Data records
##########

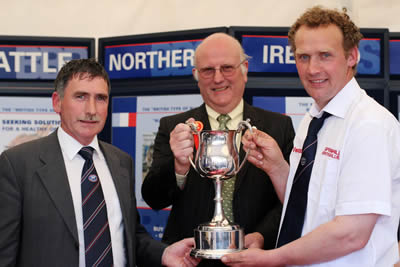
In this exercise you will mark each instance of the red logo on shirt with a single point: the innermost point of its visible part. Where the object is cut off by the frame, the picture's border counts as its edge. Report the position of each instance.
(297, 150)
(332, 153)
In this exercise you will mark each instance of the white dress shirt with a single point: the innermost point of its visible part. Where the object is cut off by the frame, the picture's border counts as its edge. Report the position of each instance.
(74, 165)
(356, 171)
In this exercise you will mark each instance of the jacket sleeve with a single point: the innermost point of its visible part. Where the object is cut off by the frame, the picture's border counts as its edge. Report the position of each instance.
(10, 213)
(159, 186)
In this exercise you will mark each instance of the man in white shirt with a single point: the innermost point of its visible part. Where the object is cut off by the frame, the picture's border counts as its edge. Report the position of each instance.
(353, 200)
(42, 209)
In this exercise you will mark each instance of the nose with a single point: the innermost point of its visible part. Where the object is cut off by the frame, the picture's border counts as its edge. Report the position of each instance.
(91, 106)
(218, 76)
(314, 66)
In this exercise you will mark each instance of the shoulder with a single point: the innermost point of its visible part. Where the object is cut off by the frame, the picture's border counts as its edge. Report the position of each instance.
(32, 147)
(113, 150)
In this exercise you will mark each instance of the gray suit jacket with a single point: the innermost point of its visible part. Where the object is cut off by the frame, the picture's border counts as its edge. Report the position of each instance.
(38, 226)
(256, 206)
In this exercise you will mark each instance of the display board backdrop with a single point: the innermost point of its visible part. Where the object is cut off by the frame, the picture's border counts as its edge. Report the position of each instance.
(294, 107)
(25, 118)
(135, 122)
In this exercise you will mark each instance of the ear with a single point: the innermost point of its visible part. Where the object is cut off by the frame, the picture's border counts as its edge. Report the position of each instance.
(56, 99)
(353, 57)
(245, 70)
(195, 73)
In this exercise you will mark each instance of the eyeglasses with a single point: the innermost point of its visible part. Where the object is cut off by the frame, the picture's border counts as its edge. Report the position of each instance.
(226, 70)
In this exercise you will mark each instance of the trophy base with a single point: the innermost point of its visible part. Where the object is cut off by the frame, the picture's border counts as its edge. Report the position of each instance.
(212, 242)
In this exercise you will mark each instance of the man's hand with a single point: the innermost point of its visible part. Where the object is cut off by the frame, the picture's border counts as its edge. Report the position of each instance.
(181, 142)
(251, 257)
(254, 240)
(178, 254)
(266, 155)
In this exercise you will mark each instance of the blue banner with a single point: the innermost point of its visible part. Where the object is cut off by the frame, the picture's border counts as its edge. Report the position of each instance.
(269, 53)
(36, 62)
(272, 54)
(394, 53)
(150, 59)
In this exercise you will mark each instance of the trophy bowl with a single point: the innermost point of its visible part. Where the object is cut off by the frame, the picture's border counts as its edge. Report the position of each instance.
(217, 158)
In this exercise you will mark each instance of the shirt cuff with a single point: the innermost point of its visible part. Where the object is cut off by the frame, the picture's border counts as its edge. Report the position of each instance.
(181, 180)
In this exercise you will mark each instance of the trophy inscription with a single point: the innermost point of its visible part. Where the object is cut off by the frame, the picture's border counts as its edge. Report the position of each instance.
(217, 158)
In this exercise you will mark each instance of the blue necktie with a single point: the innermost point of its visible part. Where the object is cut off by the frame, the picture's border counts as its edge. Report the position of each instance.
(98, 251)
(293, 221)
(229, 185)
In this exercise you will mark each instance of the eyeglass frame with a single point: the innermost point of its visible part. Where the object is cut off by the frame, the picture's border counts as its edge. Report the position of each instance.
(201, 71)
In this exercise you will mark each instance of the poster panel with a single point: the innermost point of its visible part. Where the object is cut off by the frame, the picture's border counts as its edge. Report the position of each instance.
(135, 122)
(25, 118)
(293, 106)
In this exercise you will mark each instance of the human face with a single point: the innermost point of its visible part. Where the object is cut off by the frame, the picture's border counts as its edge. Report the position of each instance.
(221, 93)
(83, 109)
(322, 64)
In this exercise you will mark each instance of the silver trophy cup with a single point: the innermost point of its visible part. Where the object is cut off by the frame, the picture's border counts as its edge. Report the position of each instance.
(217, 157)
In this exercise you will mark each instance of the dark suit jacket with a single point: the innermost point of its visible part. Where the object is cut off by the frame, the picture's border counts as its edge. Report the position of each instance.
(256, 206)
(37, 220)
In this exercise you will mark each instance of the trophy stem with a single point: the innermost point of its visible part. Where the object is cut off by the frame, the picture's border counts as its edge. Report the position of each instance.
(219, 218)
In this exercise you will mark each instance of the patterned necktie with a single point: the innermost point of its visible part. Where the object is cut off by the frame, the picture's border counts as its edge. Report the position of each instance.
(98, 251)
(293, 221)
(229, 185)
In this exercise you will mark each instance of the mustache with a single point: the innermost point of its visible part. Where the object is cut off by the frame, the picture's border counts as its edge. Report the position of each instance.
(91, 118)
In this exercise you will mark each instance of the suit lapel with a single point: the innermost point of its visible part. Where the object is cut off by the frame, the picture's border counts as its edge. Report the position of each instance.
(55, 180)
(200, 114)
(124, 188)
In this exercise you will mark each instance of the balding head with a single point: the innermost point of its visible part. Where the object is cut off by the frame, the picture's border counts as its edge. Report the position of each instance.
(217, 60)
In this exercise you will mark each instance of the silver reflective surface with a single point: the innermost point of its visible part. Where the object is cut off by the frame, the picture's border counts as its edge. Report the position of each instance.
(217, 157)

##########

● **Exercise task**
Copy every line of the material above word for word, leaving out the pictures.

● **Exercise solution**
In this exercise you will mark each instance of the red logo on shirt with a single point: the innermost point of its visible part. Where the object is cut off by the frame, the picture's border counts as its edge. Report the position of each instance.
(297, 150)
(332, 153)
In this exercise you will mark each instance of the white dress shirt with a single point: the innermost point of its visible part. Where the object is cut off by the frame, the picture's border counts as its edge. Report the position of each instance.
(74, 165)
(356, 171)
In this exercise you will mark each instance of the jacket sleeve with a single point: the innermost point of its visible part. Where the object is cut off by the frame, the picture's border counts as its edge. Report the position of each instance.
(10, 213)
(159, 186)
In this exercise you will mark each instance of the man in white shirt with a single point: the innermost point of its visible part. Where the object is cut off by the frame, the picture's border counts as its edge. Report the position of each instance.
(353, 200)
(42, 209)
In this exercise you will mark each instance of the nose with a single point: the innermost point of its visible part. Where the object is cut off by the frame, the picture's border counts as its edge. Report the position of each instance.
(91, 106)
(218, 76)
(314, 66)
In this exercise you will mark each instance of the shoulder with a single point: the innermost point of its visible part. Where the object is cut off by the frame, the picture's border counts as its edge. Report the position of each instance.
(32, 147)
(113, 150)
In this exercise you will mark each instance of the gray suit jacket with a single point: the innermost point of its visible part. Where the object is cut off by the frame, the picture's border counts as its edge. Report the position of each instance.
(38, 226)
(256, 206)
In this exercise you will mark each instance of the display board backdrop with a single point: the innermost point of its visible part. Where the object is cut off by the frame, the picture's border counts as its edge. Report the position of each instance.
(294, 107)
(25, 118)
(135, 122)
In this exercise you will mark each instance of the ear with a single point: the innermost point of its visible part. Where the object is cut off by the frame, the picture's border counts as its edge. Report the position of each instance.
(56, 99)
(353, 57)
(245, 70)
(195, 73)
In this exercise you will mark each instance of the eyeglasses with a single point: the innermost point of its visible part. Where the object is cut off by the frame, the picture's border counts as its edge. Report the position of each instance.
(226, 70)
In this exercise you will mark each instance of the trophy base with a single point: the innermost point of its visible part. Where the object is cut off by the frame, the picture's border counts as its edge. Report the position of each instance.
(212, 242)
In this exercise you will mark each instance of the man's hand with a single point: the innermost point of its visible part. Where the object is cut off by the frame, the picture's border counts as its edge. Report the position of each instance.
(181, 142)
(251, 257)
(254, 240)
(178, 254)
(266, 155)
In this exercise you will mark each instance of the blue banner with a single point: the innermost point of its visible part. Where the object is cut off by the frame, the picture's border counts as its edge. Report the position of each instance.
(269, 53)
(36, 62)
(272, 54)
(394, 53)
(150, 59)
In this exercise you will mark each instance of the trophy bowl with a single point: the innermost point of its visible part. Where the object is cut off by the frame, the picture's border counts as its edge. Report the position of each instance.
(217, 158)
In this exercise you will mark each instance of the shirt cuff with a single point: the innermost point of its visible part. Where the object is cut off by the frame, the picture's border counts as its edge. Report the position of each instance.
(181, 180)
In this exercise you will mark each instance of the trophy inscription with a single point: the innermost point of its visible part. Where the object is cut off by the frame, the picture's border counts as its edge. Report the position of each instance.
(217, 158)
In this exercise you will mark each instance of the blue necktie with a single point: the innermost point of its visible part. Where the object is cut off by the frame, the picture's border counts as its edge. Report the position of each instance.
(98, 251)
(293, 221)
(229, 185)
In this exercise you will mark each instance of the eyeglass frame with a single point: the innermost point of its visible part. Where the object is cut off by the frame, the picture's border counts as its edge. Report the position of each instance.
(201, 71)
In this exercise you will mark each instance of the poster panel with a single point: the innermost point of its visible part. Where the object is cut off by the frame, the picture's border counts as its edge. Report the position of each instance.
(135, 122)
(25, 118)
(293, 106)
In this exercise you will mark each instance of the human face with a single point: the innermost point of its visible part. Where the object is cut off by the frame, the picture's border counts as its edge. Report the position of each instance.
(221, 93)
(83, 109)
(322, 64)
In this exercise you will mark each instance of the silver trophy cup with a single point: the innermost point of its visible part. Where the object is cut off by the frame, the picture's border counts as its edge. Report the position of each instance.
(217, 157)
In this exercise you will mark each instance of the dark suit jacket with a single point: the innermost point of its visible part. Where the object is cut off by the frame, the picture's border counts as its edge. Report the position of each instance.
(256, 206)
(37, 220)
In this exercise you will mark each instance of the trophy stem with a single point: the innermost point of its visible part. Where the object is cut off by the frame, the picture's border counts as its edge. Report the position of each instance.
(219, 218)
In this exercise you will mark each instance of the patterned necktie with a single point: the innermost point of its visible part. Where the object is cut off by the frame, the picture's border counts as its edge. Report the position of each instance.
(98, 251)
(293, 221)
(229, 185)
In this exercise you will mark each instance of the mustache with a single point: the innermost point of its visible part. Where the object is cut off by the frame, the picture's border counts as its edge. Report the position of each instance.
(91, 118)
In this exercise you will mark each instance of the suit lapel with a single point: the innermost point of its visible part. Where the object is cut off by the frame, the picture's border counts as its edge. Report the position of each instance.
(55, 180)
(200, 114)
(124, 188)
In this exercise you will mark each instance of the balding head with a single point: the innermost point of its visible part. Where the object is cut off by the frame, the picture's border counts as its edge. Report the position of each instance.
(217, 60)
In this exercise you will mark each instance of the silver reflective surface with a single point: the innermost point of its visible part. Where the object is cut off by the frame, the picture's border counts as its edge. Report the position of each instance.
(217, 157)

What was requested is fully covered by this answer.